Can you edit the items below so that "even-odd" becomes "nonzero" everywhere, with everything else unchanged and the pictures left out of your answer?

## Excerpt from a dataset
****

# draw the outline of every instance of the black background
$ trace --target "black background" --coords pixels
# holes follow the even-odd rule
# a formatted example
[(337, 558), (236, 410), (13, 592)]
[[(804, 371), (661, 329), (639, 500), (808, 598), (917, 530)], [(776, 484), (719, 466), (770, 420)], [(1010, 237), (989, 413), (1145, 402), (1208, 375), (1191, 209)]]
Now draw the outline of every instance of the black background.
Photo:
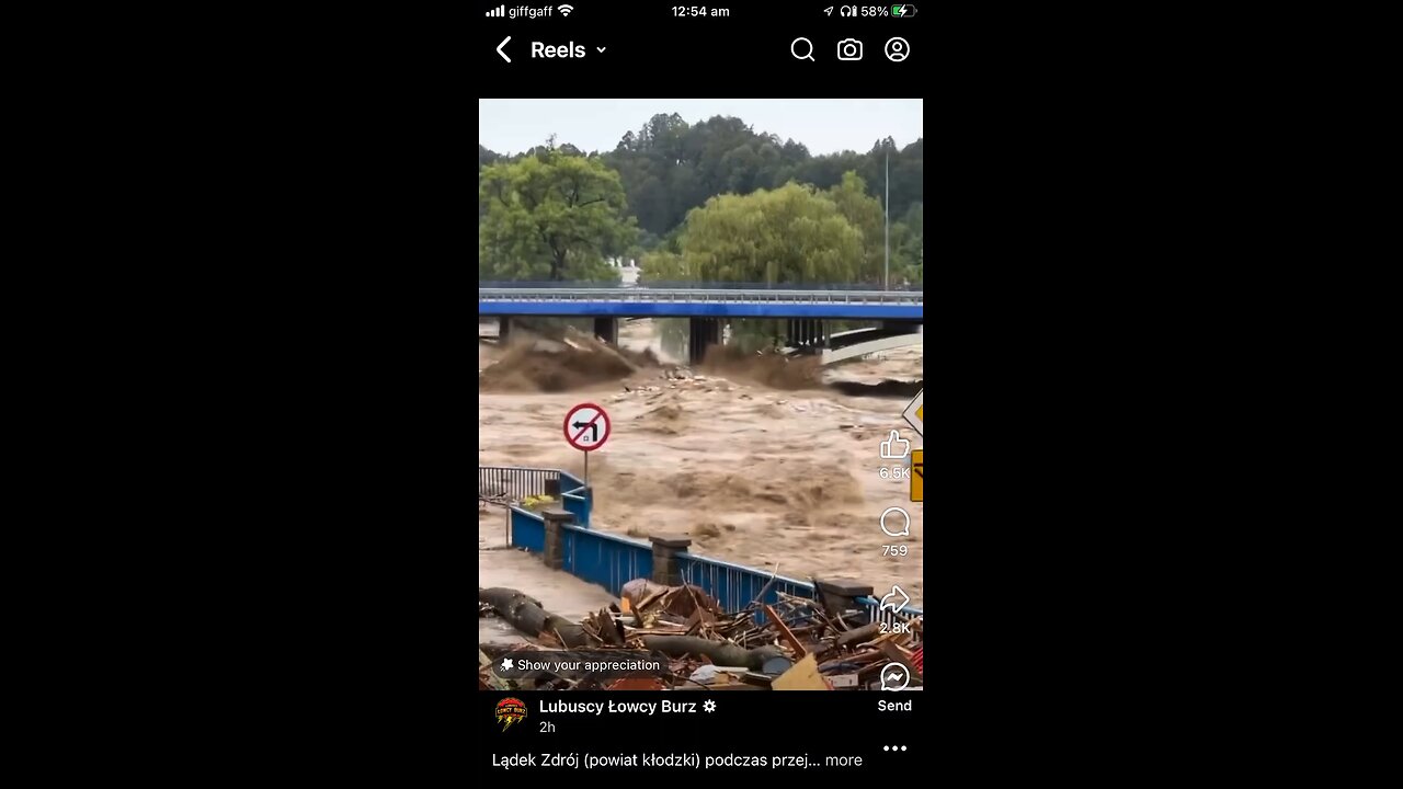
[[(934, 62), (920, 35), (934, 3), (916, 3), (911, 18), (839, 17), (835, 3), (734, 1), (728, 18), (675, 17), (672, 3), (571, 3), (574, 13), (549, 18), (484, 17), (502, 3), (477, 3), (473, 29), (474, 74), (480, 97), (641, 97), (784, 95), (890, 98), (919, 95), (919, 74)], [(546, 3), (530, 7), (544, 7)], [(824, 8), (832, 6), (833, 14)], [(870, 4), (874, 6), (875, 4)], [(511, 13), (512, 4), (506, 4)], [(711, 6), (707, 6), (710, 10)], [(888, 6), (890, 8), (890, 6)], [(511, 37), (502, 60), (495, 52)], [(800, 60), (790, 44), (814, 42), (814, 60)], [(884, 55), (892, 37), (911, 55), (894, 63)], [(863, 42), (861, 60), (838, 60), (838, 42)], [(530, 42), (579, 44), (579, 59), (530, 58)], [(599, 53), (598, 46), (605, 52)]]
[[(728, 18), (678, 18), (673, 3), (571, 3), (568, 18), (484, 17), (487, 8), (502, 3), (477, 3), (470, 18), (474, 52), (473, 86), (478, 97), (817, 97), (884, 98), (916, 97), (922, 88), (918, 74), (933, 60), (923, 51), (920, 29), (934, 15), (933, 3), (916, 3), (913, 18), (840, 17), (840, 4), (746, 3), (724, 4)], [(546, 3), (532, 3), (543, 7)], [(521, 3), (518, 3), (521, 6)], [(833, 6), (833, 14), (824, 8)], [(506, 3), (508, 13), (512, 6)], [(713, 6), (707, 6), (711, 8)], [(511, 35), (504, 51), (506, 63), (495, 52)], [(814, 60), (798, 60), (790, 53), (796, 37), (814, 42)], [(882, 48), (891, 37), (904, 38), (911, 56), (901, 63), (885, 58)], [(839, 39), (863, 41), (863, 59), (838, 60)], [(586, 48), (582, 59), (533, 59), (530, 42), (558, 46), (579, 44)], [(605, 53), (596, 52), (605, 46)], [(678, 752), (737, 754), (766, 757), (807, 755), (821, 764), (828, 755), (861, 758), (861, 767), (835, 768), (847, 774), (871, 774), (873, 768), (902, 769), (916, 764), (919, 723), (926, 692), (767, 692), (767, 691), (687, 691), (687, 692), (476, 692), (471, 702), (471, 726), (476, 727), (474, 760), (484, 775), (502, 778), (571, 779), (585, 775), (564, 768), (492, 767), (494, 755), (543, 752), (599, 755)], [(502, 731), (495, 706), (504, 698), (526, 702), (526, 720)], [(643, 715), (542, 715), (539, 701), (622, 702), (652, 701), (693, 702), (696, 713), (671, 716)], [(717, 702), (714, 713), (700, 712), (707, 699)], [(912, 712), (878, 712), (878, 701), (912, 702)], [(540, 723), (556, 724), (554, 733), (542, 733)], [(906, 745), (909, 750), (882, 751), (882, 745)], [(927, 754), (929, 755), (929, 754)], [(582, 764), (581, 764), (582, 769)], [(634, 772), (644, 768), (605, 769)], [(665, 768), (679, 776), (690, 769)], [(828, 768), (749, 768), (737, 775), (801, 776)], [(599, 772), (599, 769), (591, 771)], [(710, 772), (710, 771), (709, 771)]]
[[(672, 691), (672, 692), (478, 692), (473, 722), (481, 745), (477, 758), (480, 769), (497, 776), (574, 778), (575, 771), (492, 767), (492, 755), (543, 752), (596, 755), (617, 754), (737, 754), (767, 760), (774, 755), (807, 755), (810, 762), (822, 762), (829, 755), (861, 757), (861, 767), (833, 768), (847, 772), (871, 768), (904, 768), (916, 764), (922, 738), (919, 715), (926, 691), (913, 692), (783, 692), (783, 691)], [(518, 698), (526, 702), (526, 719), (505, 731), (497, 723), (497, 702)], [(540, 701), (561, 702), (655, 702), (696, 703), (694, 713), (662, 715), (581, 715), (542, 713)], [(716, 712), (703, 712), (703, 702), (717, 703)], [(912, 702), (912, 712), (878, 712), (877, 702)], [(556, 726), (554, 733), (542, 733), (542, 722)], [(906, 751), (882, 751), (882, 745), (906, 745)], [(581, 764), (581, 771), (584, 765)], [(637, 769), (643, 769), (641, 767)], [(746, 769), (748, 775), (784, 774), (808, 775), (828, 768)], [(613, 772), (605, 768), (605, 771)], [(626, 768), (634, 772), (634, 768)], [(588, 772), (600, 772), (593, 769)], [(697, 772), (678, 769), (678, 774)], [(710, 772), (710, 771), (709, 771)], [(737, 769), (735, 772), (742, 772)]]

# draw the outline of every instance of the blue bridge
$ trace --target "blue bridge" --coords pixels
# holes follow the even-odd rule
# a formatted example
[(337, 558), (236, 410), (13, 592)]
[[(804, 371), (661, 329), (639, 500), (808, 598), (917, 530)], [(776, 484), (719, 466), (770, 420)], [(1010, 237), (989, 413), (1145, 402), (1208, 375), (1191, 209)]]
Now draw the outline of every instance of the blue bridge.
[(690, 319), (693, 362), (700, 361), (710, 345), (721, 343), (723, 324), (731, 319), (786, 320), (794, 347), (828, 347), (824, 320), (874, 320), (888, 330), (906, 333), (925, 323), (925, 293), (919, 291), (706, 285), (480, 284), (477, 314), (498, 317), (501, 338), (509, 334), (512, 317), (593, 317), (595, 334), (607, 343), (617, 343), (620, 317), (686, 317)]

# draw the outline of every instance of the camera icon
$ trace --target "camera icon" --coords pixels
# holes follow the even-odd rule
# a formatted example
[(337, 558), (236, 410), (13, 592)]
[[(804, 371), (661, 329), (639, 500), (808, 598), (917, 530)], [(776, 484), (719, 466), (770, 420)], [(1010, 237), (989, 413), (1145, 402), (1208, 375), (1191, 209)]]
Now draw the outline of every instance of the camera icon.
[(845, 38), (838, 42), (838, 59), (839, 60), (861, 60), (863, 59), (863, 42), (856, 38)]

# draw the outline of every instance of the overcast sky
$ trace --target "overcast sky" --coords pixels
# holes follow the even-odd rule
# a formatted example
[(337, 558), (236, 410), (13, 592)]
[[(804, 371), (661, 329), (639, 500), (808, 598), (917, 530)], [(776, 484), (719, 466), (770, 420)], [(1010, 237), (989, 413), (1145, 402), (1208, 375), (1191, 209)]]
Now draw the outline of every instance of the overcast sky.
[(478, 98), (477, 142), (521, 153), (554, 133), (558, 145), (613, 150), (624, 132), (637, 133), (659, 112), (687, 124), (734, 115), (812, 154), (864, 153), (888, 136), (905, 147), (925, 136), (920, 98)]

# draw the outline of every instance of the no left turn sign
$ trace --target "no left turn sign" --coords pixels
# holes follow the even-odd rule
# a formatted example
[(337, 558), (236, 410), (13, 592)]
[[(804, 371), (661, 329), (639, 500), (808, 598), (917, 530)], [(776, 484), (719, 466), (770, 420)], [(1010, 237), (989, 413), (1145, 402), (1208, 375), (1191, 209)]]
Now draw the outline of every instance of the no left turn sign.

****

## Problem solution
# draw the outline of every instance of the black background
$ trace --target "black background" --coords pixels
# holes follow the nonzero rule
# a formatted example
[(337, 558), (236, 410), (13, 592)]
[[(804, 371), (661, 329), (639, 500), (808, 598), (917, 530)], [(776, 484), (719, 466), (770, 420)], [(1010, 237), (989, 413), (1145, 402), (1208, 375), (1191, 209)]]
Now draw the outline of every instance of the black background.
Photo:
[[(934, 62), (920, 35), (934, 3), (916, 3), (911, 18), (839, 17), (835, 3), (734, 1), (728, 18), (675, 17), (672, 3), (571, 3), (574, 13), (549, 18), (484, 17), (502, 3), (477, 3), (473, 29), (474, 74), (480, 97), (641, 97), (784, 95), (890, 98), (919, 95), (919, 74)], [(546, 3), (530, 7), (544, 7)], [(824, 8), (832, 6), (833, 14)], [(870, 4), (874, 6), (875, 4)], [(511, 13), (512, 4), (506, 4)], [(711, 6), (707, 6), (710, 10)], [(888, 6), (890, 8), (890, 6)], [(511, 37), (502, 60), (495, 52)], [(800, 60), (790, 44), (814, 42), (814, 60)], [(884, 55), (892, 37), (911, 55), (894, 63)], [(863, 42), (861, 60), (838, 60), (838, 42)], [(530, 42), (579, 44), (579, 59), (530, 58)], [(599, 53), (598, 46), (605, 52)]]
[[(728, 18), (678, 18), (673, 3), (571, 3), (568, 18), (484, 17), (487, 8), (502, 3), (477, 3), (470, 18), (474, 52), (473, 86), (478, 97), (817, 97), (884, 98), (916, 97), (922, 88), (918, 74), (933, 60), (923, 51), (920, 29), (934, 15), (933, 3), (916, 3), (913, 18), (840, 17), (840, 4), (746, 3), (724, 4)], [(546, 3), (532, 3), (543, 7)], [(521, 3), (518, 3), (521, 6)], [(833, 6), (833, 14), (824, 8)], [(506, 3), (508, 13), (512, 6)], [(713, 6), (707, 6), (711, 8)], [(511, 35), (504, 51), (506, 63), (495, 52)], [(814, 60), (798, 60), (790, 53), (796, 37), (814, 42)], [(882, 48), (891, 37), (904, 38), (911, 56), (901, 63), (885, 58)], [(839, 39), (863, 41), (863, 59), (838, 60)], [(586, 48), (582, 59), (533, 59), (530, 42), (558, 46), (579, 44)], [(605, 53), (596, 52), (605, 46)], [(678, 752), (737, 754), (766, 757), (807, 755), (821, 764), (828, 755), (861, 758), (861, 767), (835, 768), (847, 774), (871, 774), (873, 768), (902, 769), (916, 764), (919, 723), (926, 692), (767, 692), (767, 691), (687, 691), (687, 692), (476, 692), (471, 702), (471, 726), (476, 727), (474, 760), (484, 775), (502, 778), (571, 779), (585, 775), (564, 768), (492, 767), (494, 755), (543, 752), (599, 755)], [(502, 731), (495, 706), (504, 698), (526, 702), (526, 720)], [(643, 715), (542, 715), (539, 701), (622, 702), (652, 701), (693, 702), (696, 713), (671, 716)], [(717, 702), (714, 713), (700, 712), (707, 699)], [(912, 712), (878, 712), (878, 701), (912, 702)], [(540, 723), (556, 724), (554, 733), (542, 733)], [(906, 745), (909, 750), (882, 751), (882, 745)], [(927, 754), (929, 755), (929, 754)], [(582, 764), (581, 764), (582, 769)], [(634, 772), (644, 768), (605, 769)], [(665, 768), (679, 776), (690, 769)], [(828, 768), (749, 768), (737, 775), (801, 776)], [(599, 772), (599, 769), (591, 771)], [(710, 772), (710, 771), (709, 771)]]
[[(672, 691), (672, 692), (478, 692), (473, 722), (481, 745), (477, 758), (480, 769), (497, 776), (574, 778), (575, 771), (492, 767), (492, 755), (543, 752), (596, 755), (617, 754), (737, 754), (767, 760), (774, 755), (807, 755), (810, 762), (822, 762), (829, 755), (861, 757), (861, 767), (833, 768), (847, 772), (871, 768), (904, 768), (916, 764), (922, 738), (919, 715), (926, 691), (913, 692), (783, 692), (783, 691)], [(518, 698), (526, 702), (526, 719), (505, 731), (497, 723), (497, 702)], [(540, 701), (561, 702), (655, 702), (696, 703), (694, 713), (662, 715), (581, 715), (542, 713)], [(716, 712), (703, 712), (703, 702), (717, 703)], [(912, 702), (912, 712), (878, 712), (877, 702)], [(556, 726), (554, 733), (542, 733), (542, 722)], [(906, 751), (882, 751), (882, 745), (906, 745)], [(581, 764), (581, 771), (584, 765)], [(637, 769), (643, 769), (641, 767)], [(746, 769), (748, 775), (784, 774), (808, 775), (828, 768)], [(613, 772), (605, 768), (605, 771)], [(626, 768), (634, 772), (634, 768)], [(588, 772), (600, 772), (593, 769)], [(697, 772), (678, 769), (678, 774)], [(710, 772), (710, 771), (709, 771)], [(737, 769), (735, 772), (742, 772)]]

# draw the outline of every instance of the blue bridge
$ trace --target "blue bridge" --coords pixels
# holes follow the nonzero rule
# a formatted example
[(337, 558), (236, 410), (13, 592)]
[[(804, 371), (661, 329), (639, 500), (808, 598), (917, 530)], [(776, 484), (719, 466), (770, 420)], [(1010, 237), (989, 413), (1145, 402), (1208, 375), (1191, 209)]]
Now draw the outline of every instance of the blue bridge.
[(690, 319), (693, 362), (700, 361), (710, 345), (721, 343), (723, 324), (731, 319), (786, 320), (794, 347), (828, 347), (824, 320), (874, 320), (888, 330), (906, 333), (925, 323), (925, 293), (919, 291), (706, 285), (480, 284), (477, 314), (498, 317), (501, 338), (509, 334), (512, 317), (593, 317), (595, 334), (607, 343), (617, 343), (620, 317), (686, 317)]

# draw the outline of every instance of the camera icon
$ trace --target "camera icon" --coords pixels
# holes follow the nonzero rule
# a formatted example
[(337, 558), (236, 410), (13, 592)]
[[(804, 371), (661, 329), (639, 500), (808, 598), (917, 530)], [(776, 484), (719, 466), (770, 420)], [(1010, 237), (989, 413), (1145, 402), (1208, 375), (1191, 209)]]
Now draw the outline of every instance of the camera icon.
[(845, 38), (838, 42), (838, 59), (839, 60), (861, 60), (863, 59), (863, 42), (856, 38)]

# draw the outline of every instance of the overcast sky
$ trace --target "overcast sky" --coords pixels
# holes follow the nonzero rule
# a formatted example
[(337, 558), (236, 410), (13, 592)]
[[(804, 371), (661, 329), (639, 500), (808, 598), (917, 530)], [(776, 484), (719, 466), (770, 420)], [(1010, 237), (989, 413), (1145, 402), (1208, 375), (1191, 209)]]
Now draw the outline of every instance of the overcast sky.
[(478, 98), (477, 142), (521, 153), (554, 133), (558, 145), (613, 150), (624, 132), (637, 133), (659, 112), (687, 124), (734, 115), (812, 154), (864, 153), (888, 136), (905, 147), (925, 136), (920, 98)]

# draw the outline of every instance of the no left turn sign
$ trace --target "no left turn sign" --coords pixels
# holes follow the nonzero rule
# a formatted example
[(337, 558), (236, 410), (13, 592)]
[[(804, 371), (661, 329), (639, 500), (808, 598), (917, 530)], [(776, 484), (719, 466), (770, 420)], [(1010, 237), (989, 413), (1145, 402), (1208, 375), (1191, 209)]]
Now draw the outline of every instance of the no left turn sign.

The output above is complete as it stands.